* [TASK STATEMENT]
Present the lines below as a Markdown table with the columns Row and Line, numbering each row and skipping any blank lines.

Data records
-- start --

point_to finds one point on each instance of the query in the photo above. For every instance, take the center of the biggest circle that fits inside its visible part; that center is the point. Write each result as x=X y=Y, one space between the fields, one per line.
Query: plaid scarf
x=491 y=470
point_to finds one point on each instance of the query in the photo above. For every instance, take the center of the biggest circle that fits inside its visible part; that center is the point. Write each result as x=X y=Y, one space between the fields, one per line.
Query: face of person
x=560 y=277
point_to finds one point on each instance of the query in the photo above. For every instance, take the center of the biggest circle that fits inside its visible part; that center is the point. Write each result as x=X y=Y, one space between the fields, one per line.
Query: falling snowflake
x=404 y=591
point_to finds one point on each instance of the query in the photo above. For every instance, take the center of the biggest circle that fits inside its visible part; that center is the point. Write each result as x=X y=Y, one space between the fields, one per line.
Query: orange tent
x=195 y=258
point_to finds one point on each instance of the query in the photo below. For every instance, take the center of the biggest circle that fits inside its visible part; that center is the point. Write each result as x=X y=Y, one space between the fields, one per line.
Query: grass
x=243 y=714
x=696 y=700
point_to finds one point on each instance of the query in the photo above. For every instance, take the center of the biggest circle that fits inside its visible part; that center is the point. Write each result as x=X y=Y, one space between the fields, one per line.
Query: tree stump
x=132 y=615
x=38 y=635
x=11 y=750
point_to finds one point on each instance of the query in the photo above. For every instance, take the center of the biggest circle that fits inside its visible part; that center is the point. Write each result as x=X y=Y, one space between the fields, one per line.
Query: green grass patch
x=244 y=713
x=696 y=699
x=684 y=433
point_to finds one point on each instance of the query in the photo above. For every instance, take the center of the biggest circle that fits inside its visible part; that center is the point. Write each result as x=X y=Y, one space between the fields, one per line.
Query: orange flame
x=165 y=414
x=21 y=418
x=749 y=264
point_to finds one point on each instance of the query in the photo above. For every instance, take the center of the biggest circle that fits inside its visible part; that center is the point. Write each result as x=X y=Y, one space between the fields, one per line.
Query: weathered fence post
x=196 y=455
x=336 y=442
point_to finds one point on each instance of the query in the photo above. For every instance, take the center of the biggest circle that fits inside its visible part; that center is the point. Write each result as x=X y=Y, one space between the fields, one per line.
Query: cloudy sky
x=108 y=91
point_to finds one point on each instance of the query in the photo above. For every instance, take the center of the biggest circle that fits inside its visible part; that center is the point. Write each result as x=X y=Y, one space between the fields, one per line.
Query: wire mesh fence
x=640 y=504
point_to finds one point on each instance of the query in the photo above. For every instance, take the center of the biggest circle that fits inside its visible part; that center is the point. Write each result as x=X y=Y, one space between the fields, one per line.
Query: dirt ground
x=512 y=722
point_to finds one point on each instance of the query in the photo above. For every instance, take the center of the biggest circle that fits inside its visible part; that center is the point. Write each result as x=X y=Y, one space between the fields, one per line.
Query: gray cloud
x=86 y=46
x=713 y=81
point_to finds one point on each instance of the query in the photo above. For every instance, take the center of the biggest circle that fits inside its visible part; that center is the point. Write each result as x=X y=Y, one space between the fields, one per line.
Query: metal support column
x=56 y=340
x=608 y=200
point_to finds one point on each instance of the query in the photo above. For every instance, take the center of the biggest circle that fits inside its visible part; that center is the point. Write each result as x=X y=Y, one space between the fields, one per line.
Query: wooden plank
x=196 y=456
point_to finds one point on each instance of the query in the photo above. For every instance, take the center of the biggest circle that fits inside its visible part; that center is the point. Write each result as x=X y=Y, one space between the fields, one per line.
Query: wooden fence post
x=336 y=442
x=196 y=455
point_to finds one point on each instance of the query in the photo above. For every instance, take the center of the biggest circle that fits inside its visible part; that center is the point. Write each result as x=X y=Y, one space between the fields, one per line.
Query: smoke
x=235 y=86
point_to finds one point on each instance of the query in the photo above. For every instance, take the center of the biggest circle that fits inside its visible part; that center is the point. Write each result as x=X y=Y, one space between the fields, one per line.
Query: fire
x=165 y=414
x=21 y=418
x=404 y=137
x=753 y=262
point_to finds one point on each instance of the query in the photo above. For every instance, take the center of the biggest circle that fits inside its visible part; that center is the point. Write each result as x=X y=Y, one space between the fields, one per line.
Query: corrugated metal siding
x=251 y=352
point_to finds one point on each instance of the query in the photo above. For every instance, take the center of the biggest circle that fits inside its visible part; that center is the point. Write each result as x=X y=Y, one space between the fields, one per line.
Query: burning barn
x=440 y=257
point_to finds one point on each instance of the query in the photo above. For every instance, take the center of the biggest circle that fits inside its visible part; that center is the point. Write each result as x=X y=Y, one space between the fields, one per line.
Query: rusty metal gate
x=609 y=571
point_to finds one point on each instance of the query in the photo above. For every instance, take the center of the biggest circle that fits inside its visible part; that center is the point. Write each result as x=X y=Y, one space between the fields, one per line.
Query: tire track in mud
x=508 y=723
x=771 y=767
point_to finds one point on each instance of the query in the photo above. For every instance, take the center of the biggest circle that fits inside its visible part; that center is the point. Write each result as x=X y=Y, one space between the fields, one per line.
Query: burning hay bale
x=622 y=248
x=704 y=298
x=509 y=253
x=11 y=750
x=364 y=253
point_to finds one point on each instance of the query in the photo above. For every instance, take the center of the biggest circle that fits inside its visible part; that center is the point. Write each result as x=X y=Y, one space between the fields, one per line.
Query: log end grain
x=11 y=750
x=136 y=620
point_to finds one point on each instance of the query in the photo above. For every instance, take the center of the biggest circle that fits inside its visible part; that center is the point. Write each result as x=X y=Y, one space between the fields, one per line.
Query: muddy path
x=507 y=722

-- end --

* [FULL OUTPUT]
| Row | Line |
|---|---|
| 1 | point_to finds one point on each instance of the query in the photo above. For every instance, take the center of the biggest circle that fits inside its visible part; that center is the point. Write each result as x=X y=Y, one space between the fields, one per line. |
| 2 | Query: plaid scarf |
| 3 | x=491 y=470 |
| 4 | point_to finds one point on each instance of the query in the photo above. For every instance, take the center of the biggest circle that fits inside its visible part; that center is the point. Write each result as x=X y=Y, one space between the fields, one per line. |
| 5 | Query: face of person |
| 6 | x=560 y=277 |
| 7 | point_to finds one point on each instance of the query in the photo above. For every instance, take the center of the biggest circle that fits inside its visible part; that center is the point. Write each result as x=X y=Y, one space between the fields, one per line. |
| 8 | Query: falling snowflake |
| 9 | x=404 y=591 |
| 10 | point_to finds one point on each instance of the query in the photo above. For every instance, take the center of the biggest circle that fits inside its visible part; that center is the point. Write each result as x=X y=Y, one space between the fields, one per line. |
| 11 | Query: orange tent |
| 12 | x=195 y=258 |
| 13 | point_to finds one point on each instance of the query in the photo below. For every instance, take the center of the biggest circle that fits inside its visible part; that center is the point. Write each result as x=X y=Y, one space between the fields, one per line. |
| 14 | Query: grass |
| 15 | x=243 y=714 |
| 16 | x=696 y=700 |
| 17 | point_to finds one point on each instance of the query in the photo above. For every instance, take the center of the biggest circle that fits inside its visible part; that center is the point. Write each result as x=X y=Y, one space between the fields, one per line. |
| 18 | Query: tree stump |
| 19 | x=132 y=615 |
| 20 | x=38 y=635 |
| 21 | x=11 y=750 |
| 22 | point_to finds one point on each instance of the query in the photo above. For every instance, take the center of the biggest circle that fits inside its visible part; that center is the point. Write each result as x=X y=Y, one space between the fields, one per line. |
| 23 | Query: green grass patch |
| 24 | x=244 y=713 |
| 25 | x=696 y=699 |
| 26 | x=684 y=433 |
| 27 | point_to finds one point on each instance of the query in the photo above. For every instance, take the center of the biggest circle that fits inside its visible part; that center is the point. Write each result as x=X y=Y, one space between the fields, one per line. |
| 28 | Query: orange flame |
| 29 | x=165 y=414 |
| 30 | x=21 y=418 |
| 31 | x=749 y=264 |
| 32 | point_to finds one point on each instance of the query in the photo above. For every instance, take the center of the biggest circle that fits inside its visible part; that center is the point. Write each result as x=X y=Y, one space between the fields, one per line. |
| 33 | Query: weathered fence post |
| 34 | x=196 y=455 |
| 35 | x=336 y=442 |
| 36 | point_to finds one point on each instance of the query in the photo above. For every instance, take the center of the biggest circle that fits inside its visible part; that center is the point. Write each result as x=X y=Y, one space between the fields, one per line. |
| 37 | Query: cloudy sky |
| 38 | x=108 y=91 |
| 39 | point_to finds one point on each instance of the query in the photo above. For every instance, take the center of the biggest circle that fits inside its visible part; that center is the point. Write each result as x=X y=Y, one space between the fields, one per line. |
| 40 | Query: wire mesh fence |
| 41 | x=640 y=504 |
| 42 | point_to finds one point on each instance of the query in the photo above. For every instance, take the center of the biggest circle that fits inside its visible part; that center is the point. Write each result as x=X y=Y, one space between the fields, one per line. |
| 43 | Query: dirt ground |
| 44 | x=512 y=722 |
| 45 | point_to finds one point on each instance of the query in the photo above. For every instance, take the center of the biggest circle that fits inside its visible part; that center is the point. Write each result as x=X y=Y, one space between the fields, one per line. |
| 46 | Query: gray cloud |
| 47 | x=86 y=46 |
| 48 | x=713 y=81 |
| 49 | point_to finds one point on each instance of the query in the photo above. For every instance, take the center of the biggest circle that fits inside its visible part; that center is the point. Write each result as x=X y=Y, one space between the fields, one per line. |
| 50 | Query: metal support column |
| 51 | x=56 y=340 |
| 52 | x=608 y=200 |
| 53 | point_to finds one point on each instance of the query in the photo above. For every instance, take the center of the biggest circle that fits inside its visible part; that center is the point. Write each result as x=X y=Y, one space between the fields, one per line. |
| 54 | Query: wooden plank |
| 55 | x=196 y=456 |
| 56 | point_to finds one point on each instance of the query in the photo above. For every instance, take the center of the biggest circle that fits inside its visible part; that center is the point. Write each result as x=X y=Y, one space between the fields, one per line. |
| 57 | Query: wooden fence post |
| 58 | x=336 y=442 |
| 59 | x=196 y=455 |
| 60 | point_to finds one point on each instance of the query in the photo above. For every instance, take the center of the biggest circle that fits inside its visible part; that center is the point. Write each result as x=X y=Y, one space between the fields, one per line. |
| 61 | Query: smoke |
| 62 | x=235 y=86 |
| 63 | point_to finds one point on each instance of the query in the photo above. For every instance, take the center of the biggest circle that fits inside its visible part; that center is the point. Write each result as x=X y=Y, one space between the fields, one per line. |
| 64 | Query: fire |
| 65 | x=165 y=414 |
| 66 | x=21 y=418 |
| 67 | x=404 y=137 |
| 68 | x=753 y=262 |
| 69 | point_to finds one point on each instance of the query in the photo above. For every instance, take the center of the biggest circle that fits inside its visible part; that center is the point. Write each result as x=X y=Y, one space between the fields, one per line. |
| 70 | Query: corrugated metal siding |
| 71 | x=251 y=352 |
| 72 | point_to finds one point on each instance of the query in the photo above. For every instance, take the center of the biggest circle that fits inside its visible part; that center is the point. Write each result as x=X y=Y, one space between the fields, one per line. |
| 73 | Query: burning barn |
| 74 | x=440 y=257 |
| 75 | point_to finds one point on each instance of the query in the photo above. For every instance, take the center of the biggest circle that fits inside its visible part; that center is the point. Write each result as x=X y=Y, one space between the fields, one per line. |
| 76 | Query: rusty metal gate |
| 77 | x=609 y=571 |
| 78 | point_to finds one point on each instance of the query in the photo above. For every instance, take the center of the biggest circle that fits inside its visible part; that center is the point. Write each result as x=X y=Y, one space between the fields, one per line. |
| 79 | Query: tire track in mud |
| 80 | x=508 y=723 |
| 81 | x=771 y=767 |
| 82 | point_to finds one point on each instance of the query in the photo above. For every instance, take the center of the biggest circle that fits inside its visible part; that center is the point. Write each result as x=X y=Y, one space between the fields, one per line. |
| 83 | Query: burning hay bale |
| 84 | x=622 y=248 |
| 85 | x=704 y=298 |
| 86 | x=509 y=253 |
| 87 | x=11 y=750 |
| 88 | x=364 y=253 |
| 89 | point_to finds one point on each instance of the query in the photo above. For every instance, take the center of the biggest circle that fits inside its visible part; that center is the point. Write each result as x=X y=Y, one space between the fields, one per line. |
| 90 | Query: log end grain |
| 91 | x=11 y=750 |
| 92 | x=136 y=620 |
| 93 | point_to finds one point on each instance of the query in the photo above. For every instance, take the center of the biggest circle that fits inside its visible part; that center is the point. Write each result as x=X y=Y, one space between the fields, one per line. |
| 94 | Query: muddy path |
| 95 | x=507 y=722 |